══ Extracted information ══

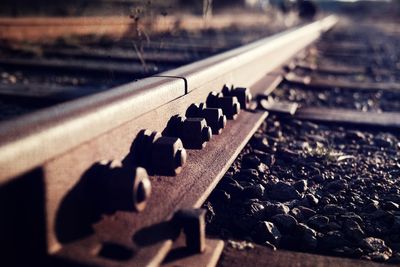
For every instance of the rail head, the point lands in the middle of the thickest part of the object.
(38, 137)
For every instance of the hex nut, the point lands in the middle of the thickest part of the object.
(193, 132)
(243, 95)
(159, 154)
(192, 221)
(168, 156)
(229, 105)
(214, 117)
(124, 188)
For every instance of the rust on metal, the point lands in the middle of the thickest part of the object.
(104, 126)
(214, 117)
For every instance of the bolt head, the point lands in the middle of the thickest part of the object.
(206, 133)
(141, 190)
(180, 157)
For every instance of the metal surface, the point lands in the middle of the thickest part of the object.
(69, 125)
(58, 147)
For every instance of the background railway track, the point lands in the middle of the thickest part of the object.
(297, 180)
(321, 175)
(103, 126)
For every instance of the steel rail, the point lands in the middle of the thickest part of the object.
(26, 143)
(60, 144)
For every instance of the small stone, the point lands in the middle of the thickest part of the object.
(248, 174)
(334, 239)
(312, 199)
(262, 168)
(355, 135)
(372, 206)
(253, 191)
(318, 222)
(376, 248)
(353, 230)
(266, 231)
(232, 187)
(272, 209)
(261, 143)
(220, 196)
(284, 222)
(383, 140)
(240, 245)
(283, 192)
(306, 212)
(269, 245)
(333, 209)
(308, 236)
(336, 186)
(300, 186)
(351, 216)
(250, 161)
(390, 205)
(296, 213)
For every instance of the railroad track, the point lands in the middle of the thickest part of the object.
(320, 176)
(40, 74)
(66, 168)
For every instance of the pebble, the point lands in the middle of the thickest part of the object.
(300, 186)
(332, 209)
(318, 222)
(298, 189)
(308, 236)
(353, 230)
(266, 231)
(284, 222)
(253, 191)
(250, 161)
(283, 192)
(376, 248)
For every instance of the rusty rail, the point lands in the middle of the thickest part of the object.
(55, 148)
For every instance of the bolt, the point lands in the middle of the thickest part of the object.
(192, 221)
(141, 188)
(180, 157)
(168, 156)
(157, 153)
(192, 131)
(243, 95)
(123, 187)
(206, 134)
(227, 104)
(214, 117)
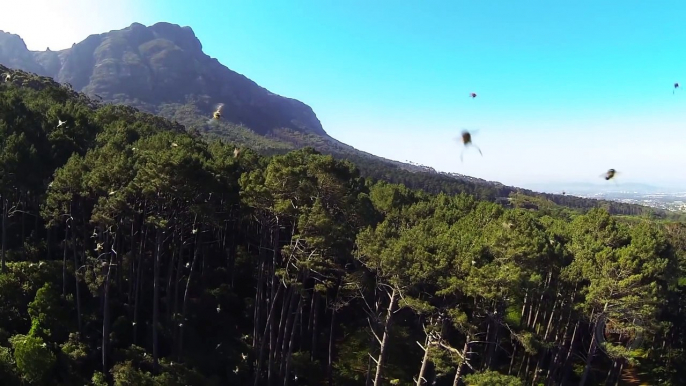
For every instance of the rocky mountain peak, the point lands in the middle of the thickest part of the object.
(150, 66)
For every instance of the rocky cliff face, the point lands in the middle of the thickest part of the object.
(162, 63)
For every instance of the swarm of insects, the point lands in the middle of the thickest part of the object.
(466, 139)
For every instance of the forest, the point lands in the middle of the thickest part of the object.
(136, 252)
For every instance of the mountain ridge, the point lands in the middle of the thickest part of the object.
(101, 65)
(161, 63)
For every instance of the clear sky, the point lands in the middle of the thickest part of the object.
(567, 89)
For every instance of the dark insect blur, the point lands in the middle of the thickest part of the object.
(218, 111)
(609, 174)
(467, 141)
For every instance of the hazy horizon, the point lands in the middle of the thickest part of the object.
(565, 92)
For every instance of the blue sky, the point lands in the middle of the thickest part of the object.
(567, 89)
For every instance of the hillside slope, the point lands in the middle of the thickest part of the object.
(163, 70)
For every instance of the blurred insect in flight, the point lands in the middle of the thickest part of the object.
(217, 115)
(218, 111)
(609, 175)
(466, 139)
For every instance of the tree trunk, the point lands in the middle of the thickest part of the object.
(383, 350)
(64, 260)
(425, 360)
(465, 354)
(106, 317)
(184, 306)
(591, 353)
(5, 203)
(156, 299)
(270, 316)
(76, 275)
(291, 344)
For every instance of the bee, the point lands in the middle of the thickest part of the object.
(466, 139)
(610, 174)
(218, 112)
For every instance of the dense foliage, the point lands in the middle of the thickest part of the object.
(136, 253)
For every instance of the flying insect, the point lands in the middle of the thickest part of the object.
(609, 175)
(466, 139)
(218, 112)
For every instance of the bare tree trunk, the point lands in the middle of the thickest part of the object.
(106, 317)
(465, 358)
(76, 275)
(591, 354)
(64, 260)
(291, 344)
(425, 359)
(267, 325)
(156, 299)
(184, 306)
(384, 341)
(5, 203)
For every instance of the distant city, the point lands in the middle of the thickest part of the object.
(672, 199)
(669, 201)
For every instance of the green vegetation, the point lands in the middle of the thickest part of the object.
(134, 252)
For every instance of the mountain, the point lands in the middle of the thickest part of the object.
(601, 187)
(159, 64)
(162, 69)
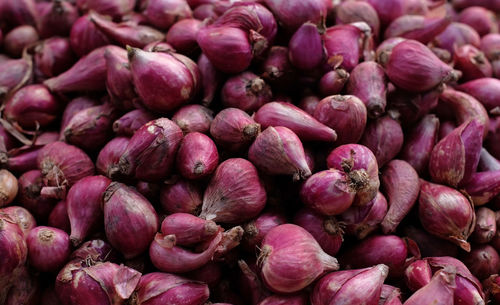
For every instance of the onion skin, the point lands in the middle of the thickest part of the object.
(287, 156)
(235, 187)
(181, 196)
(401, 185)
(84, 206)
(150, 70)
(49, 248)
(151, 151)
(446, 213)
(305, 126)
(291, 259)
(368, 82)
(384, 137)
(159, 288)
(197, 156)
(362, 286)
(138, 223)
(454, 158)
(413, 67)
(419, 143)
(439, 291)
(32, 104)
(390, 250)
(326, 230)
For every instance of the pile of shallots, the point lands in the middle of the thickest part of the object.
(255, 152)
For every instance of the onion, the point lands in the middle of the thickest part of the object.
(446, 213)
(401, 185)
(48, 248)
(84, 206)
(19, 38)
(278, 151)
(151, 151)
(130, 221)
(291, 259)
(150, 72)
(157, 288)
(357, 286)
(235, 187)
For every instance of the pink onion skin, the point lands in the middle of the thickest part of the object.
(305, 126)
(344, 113)
(256, 229)
(472, 62)
(245, 91)
(328, 192)
(413, 67)
(292, 259)
(131, 121)
(454, 158)
(79, 284)
(292, 14)
(181, 196)
(158, 288)
(483, 187)
(420, 28)
(349, 12)
(91, 128)
(56, 18)
(150, 70)
(479, 18)
(18, 38)
(368, 82)
(110, 154)
(446, 213)
(126, 34)
(163, 14)
(278, 151)
(193, 118)
(465, 107)
(417, 274)
(485, 90)
(32, 104)
(439, 290)
(54, 56)
(87, 74)
(419, 143)
(188, 229)
(482, 261)
(235, 193)
(294, 299)
(151, 151)
(390, 250)
(384, 137)
(62, 165)
(85, 37)
(233, 41)
(197, 156)
(362, 286)
(30, 185)
(48, 248)
(401, 185)
(310, 57)
(58, 217)
(84, 206)
(138, 220)
(22, 217)
(182, 35)
(360, 221)
(360, 164)
(168, 257)
(326, 230)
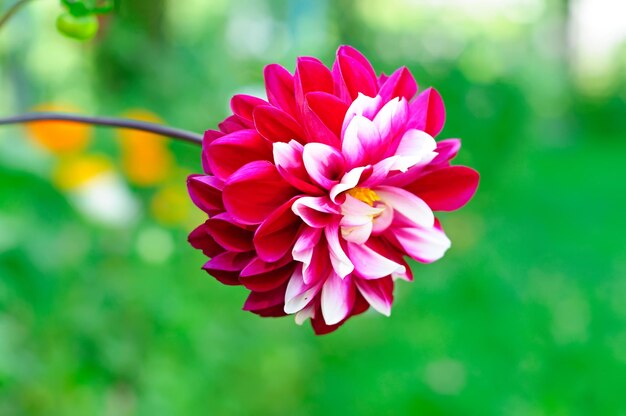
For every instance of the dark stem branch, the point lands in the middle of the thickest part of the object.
(178, 134)
(11, 11)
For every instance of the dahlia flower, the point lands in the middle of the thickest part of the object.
(316, 196)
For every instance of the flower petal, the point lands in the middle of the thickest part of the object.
(316, 212)
(201, 240)
(266, 303)
(428, 112)
(446, 150)
(323, 163)
(230, 152)
(338, 258)
(261, 276)
(370, 264)
(361, 142)
(329, 109)
(311, 75)
(303, 248)
(226, 266)
(299, 294)
(446, 189)
(244, 105)
(207, 139)
(406, 204)
(280, 88)
(350, 180)
(253, 192)
(228, 234)
(399, 84)
(356, 72)
(416, 148)
(289, 163)
(391, 120)
(424, 244)
(378, 293)
(276, 125)
(337, 298)
(206, 192)
(276, 235)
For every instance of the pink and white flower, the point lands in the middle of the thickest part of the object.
(316, 196)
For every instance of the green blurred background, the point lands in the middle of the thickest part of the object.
(104, 309)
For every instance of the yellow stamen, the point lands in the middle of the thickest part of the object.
(364, 194)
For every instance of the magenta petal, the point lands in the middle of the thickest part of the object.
(350, 180)
(323, 163)
(315, 128)
(391, 121)
(446, 189)
(230, 152)
(303, 248)
(329, 109)
(370, 264)
(261, 276)
(316, 212)
(276, 235)
(361, 142)
(340, 261)
(446, 150)
(226, 267)
(299, 294)
(207, 139)
(428, 112)
(228, 234)
(356, 72)
(311, 75)
(319, 267)
(378, 293)
(399, 84)
(337, 298)
(280, 88)
(244, 105)
(265, 303)
(424, 244)
(289, 163)
(276, 125)
(232, 124)
(253, 192)
(201, 240)
(206, 192)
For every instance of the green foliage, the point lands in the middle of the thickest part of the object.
(80, 21)
(524, 316)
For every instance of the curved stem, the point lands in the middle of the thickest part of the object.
(11, 11)
(178, 134)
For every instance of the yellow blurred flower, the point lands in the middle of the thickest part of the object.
(146, 160)
(59, 137)
(74, 171)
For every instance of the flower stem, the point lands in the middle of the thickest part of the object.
(11, 11)
(178, 134)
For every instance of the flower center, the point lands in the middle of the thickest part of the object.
(364, 194)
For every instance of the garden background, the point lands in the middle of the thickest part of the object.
(104, 309)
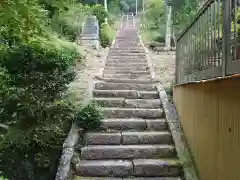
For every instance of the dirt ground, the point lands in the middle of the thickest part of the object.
(80, 89)
(164, 66)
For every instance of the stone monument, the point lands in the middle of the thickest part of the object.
(90, 32)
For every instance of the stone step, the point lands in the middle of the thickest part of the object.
(131, 178)
(134, 124)
(131, 49)
(129, 76)
(121, 54)
(133, 113)
(121, 50)
(125, 168)
(156, 167)
(126, 68)
(121, 80)
(129, 103)
(135, 64)
(130, 94)
(127, 72)
(125, 60)
(125, 86)
(107, 168)
(128, 138)
(92, 152)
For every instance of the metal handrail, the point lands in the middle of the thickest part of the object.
(198, 15)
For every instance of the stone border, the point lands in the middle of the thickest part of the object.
(174, 124)
(73, 137)
(74, 133)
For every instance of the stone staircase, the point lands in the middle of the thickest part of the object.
(134, 141)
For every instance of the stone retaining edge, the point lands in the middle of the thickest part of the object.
(174, 124)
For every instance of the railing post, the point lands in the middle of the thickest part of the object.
(226, 35)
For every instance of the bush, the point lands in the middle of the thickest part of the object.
(106, 35)
(33, 152)
(88, 117)
(37, 74)
(99, 11)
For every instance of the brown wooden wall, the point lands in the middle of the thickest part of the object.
(210, 116)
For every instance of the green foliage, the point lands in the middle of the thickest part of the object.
(36, 61)
(38, 72)
(3, 178)
(183, 13)
(154, 21)
(89, 116)
(38, 147)
(106, 35)
(99, 11)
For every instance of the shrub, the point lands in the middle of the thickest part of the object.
(33, 152)
(99, 11)
(88, 117)
(106, 35)
(38, 72)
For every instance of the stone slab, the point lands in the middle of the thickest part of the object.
(147, 137)
(124, 124)
(127, 151)
(156, 167)
(133, 113)
(98, 138)
(107, 168)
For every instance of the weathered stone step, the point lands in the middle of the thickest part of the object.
(156, 167)
(125, 168)
(129, 103)
(133, 113)
(111, 54)
(107, 168)
(121, 50)
(131, 178)
(125, 86)
(151, 178)
(130, 94)
(119, 63)
(98, 152)
(128, 76)
(127, 68)
(121, 80)
(129, 72)
(125, 60)
(128, 138)
(134, 124)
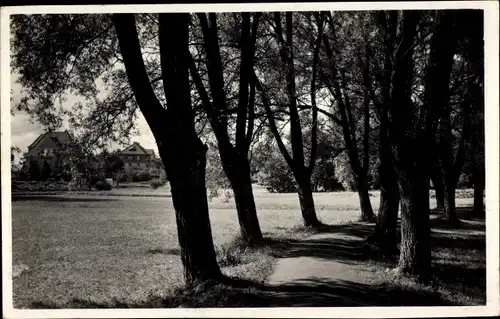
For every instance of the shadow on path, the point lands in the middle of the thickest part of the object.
(49, 198)
(321, 292)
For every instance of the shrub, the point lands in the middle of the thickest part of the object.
(34, 170)
(277, 178)
(103, 186)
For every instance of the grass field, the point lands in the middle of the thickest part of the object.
(101, 248)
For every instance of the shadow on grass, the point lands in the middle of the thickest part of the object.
(160, 251)
(463, 212)
(460, 275)
(48, 198)
(240, 293)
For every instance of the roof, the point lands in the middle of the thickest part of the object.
(60, 138)
(136, 148)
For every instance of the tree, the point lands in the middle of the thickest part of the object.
(296, 160)
(411, 144)
(72, 52)
(46, 171)
(233, 156)
(335, 79)
(385, 232)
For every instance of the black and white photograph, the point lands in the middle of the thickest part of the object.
(277, 156)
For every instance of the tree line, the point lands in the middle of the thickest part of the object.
(398, 92)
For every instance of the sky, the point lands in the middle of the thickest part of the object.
(24, 131)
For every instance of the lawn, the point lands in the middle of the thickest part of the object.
(106, 247)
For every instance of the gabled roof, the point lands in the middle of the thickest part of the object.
(136, 148)
(60, 138)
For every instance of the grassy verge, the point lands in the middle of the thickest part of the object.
(250, 265)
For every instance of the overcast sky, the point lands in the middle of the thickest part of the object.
(24, 132)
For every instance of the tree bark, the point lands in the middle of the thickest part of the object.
(306, 201)
(301, 172)
(182, 152)
(415, 251)
(233, 157)
(385, 232)
(479, 183)
(346, 122)
(437, 181)
(449, 202)
(241, 183)
(364, 201)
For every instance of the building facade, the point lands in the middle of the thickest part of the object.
(47, 148)
(137, 158)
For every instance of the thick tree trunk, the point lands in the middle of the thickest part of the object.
(415, 251)
(450, 211)
(182, 152)
(437, 181)
(187, 181)
(364, 201)
(241, 184)
(479, 183)
(385, 232)
(307, 201)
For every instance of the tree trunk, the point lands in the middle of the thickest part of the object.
(385, 232)
(189, 196)
(364, 201)
(450, 211)
(241, 183)
(307, 201)
(479, 183)
(415, 251)
(182, 152)
(437, 181)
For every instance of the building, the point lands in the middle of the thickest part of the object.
(47, 148)
(137, 158)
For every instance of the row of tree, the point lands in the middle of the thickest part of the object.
(403, 88)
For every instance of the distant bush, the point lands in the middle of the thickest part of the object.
(103, 186)
(276, 177)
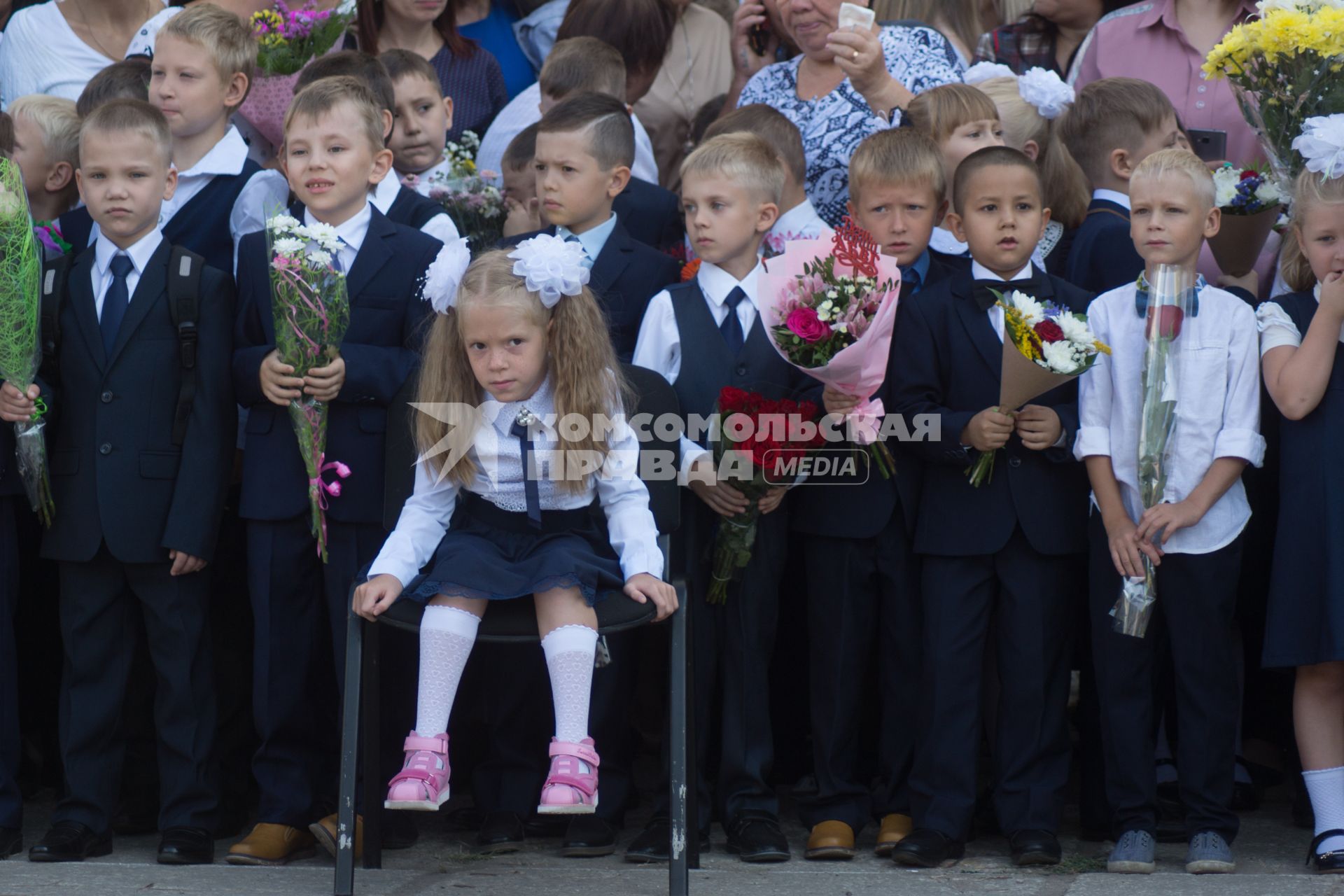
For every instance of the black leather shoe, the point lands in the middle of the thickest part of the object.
(756, 837)
(655, 843)
(927, 848)
(186, 846)
(1034, 848)
(1326, 862)
(69, 841)
(11, 841)
(588, 836)
(502, 832)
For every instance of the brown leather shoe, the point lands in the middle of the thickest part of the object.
(894, 830)
(831, 840)
(324, 832)
(272, 846)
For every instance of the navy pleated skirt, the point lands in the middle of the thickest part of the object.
(499, 555)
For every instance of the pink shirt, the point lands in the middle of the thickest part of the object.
(1145, 41)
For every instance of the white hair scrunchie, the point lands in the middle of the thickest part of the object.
(1322, 144)
(1044, 90)
(550, 266)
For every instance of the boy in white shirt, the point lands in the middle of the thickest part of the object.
(1194, 536)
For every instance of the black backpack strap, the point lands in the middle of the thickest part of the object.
(185, 305)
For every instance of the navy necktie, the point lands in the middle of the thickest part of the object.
(530, 488)
(115, 302)
(732, 326)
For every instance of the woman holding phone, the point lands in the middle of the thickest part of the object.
(851, 78)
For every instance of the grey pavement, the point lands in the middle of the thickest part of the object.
(1269, 852)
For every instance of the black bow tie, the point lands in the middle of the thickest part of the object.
(986, 289)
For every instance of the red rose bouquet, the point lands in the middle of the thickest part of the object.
(760, 444)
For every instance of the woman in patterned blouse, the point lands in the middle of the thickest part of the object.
(843, 86)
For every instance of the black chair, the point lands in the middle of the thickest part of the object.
(515, 621)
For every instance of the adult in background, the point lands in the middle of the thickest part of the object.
(1047, 36)
(491, 24)
(841, 88)
(467, 71)
(57, 48)
(698, 66)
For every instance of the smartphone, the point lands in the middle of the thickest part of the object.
(1210, 146)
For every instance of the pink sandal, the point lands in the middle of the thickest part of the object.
(570, 790)
(422, 782)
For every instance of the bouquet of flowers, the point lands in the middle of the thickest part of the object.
(470, 198)
(1044, 347)
(834, 308)
(1170, 300)
(20, 316)
(288, 39)
(1250, 200)
(311, 311)
(1284, 67)
(758, 447)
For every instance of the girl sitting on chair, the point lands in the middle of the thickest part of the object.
(503, 503)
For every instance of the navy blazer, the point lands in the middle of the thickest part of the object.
(387, 323)
(1102, 255)
(116, 475)
(625, 276)
(652, 216)
(948, 365)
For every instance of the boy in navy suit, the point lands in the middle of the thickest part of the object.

═══

*Exercise requirements:* Every line from the one containing "For every instance of the pink sandal, the" through the last line of the entries should be output exactly; nothing else belongs in the reply.

*Reply:*
For every instance of the pink sandal, the point lands in the middle of the thickest part of the object.
(570, 790)
(422, 782)
For every instance of the bouquet of flowers, the point lands in the middle of the thickest part of the object.
(470, 198)
(1044, 347)
(834, 308)
(1170, 300)
(20, 316)
(288, 39)
(1250, 200)
(311, 311)
(1284, 67)
(758, 447)
For every instance of the girl sitting on chair, the point lands in the middle of the thickest part of the object.
(503, 503)
For every instance of the navy blazer, the point lands in the middle of the thickest part of the object.
(387, 323)
(1102, 255)
(116, 475)
(625, 276)
(652, 216)
(948, 365)
For every instance of the boy in navy suit, the point lands in the middle of the thickest part of the object.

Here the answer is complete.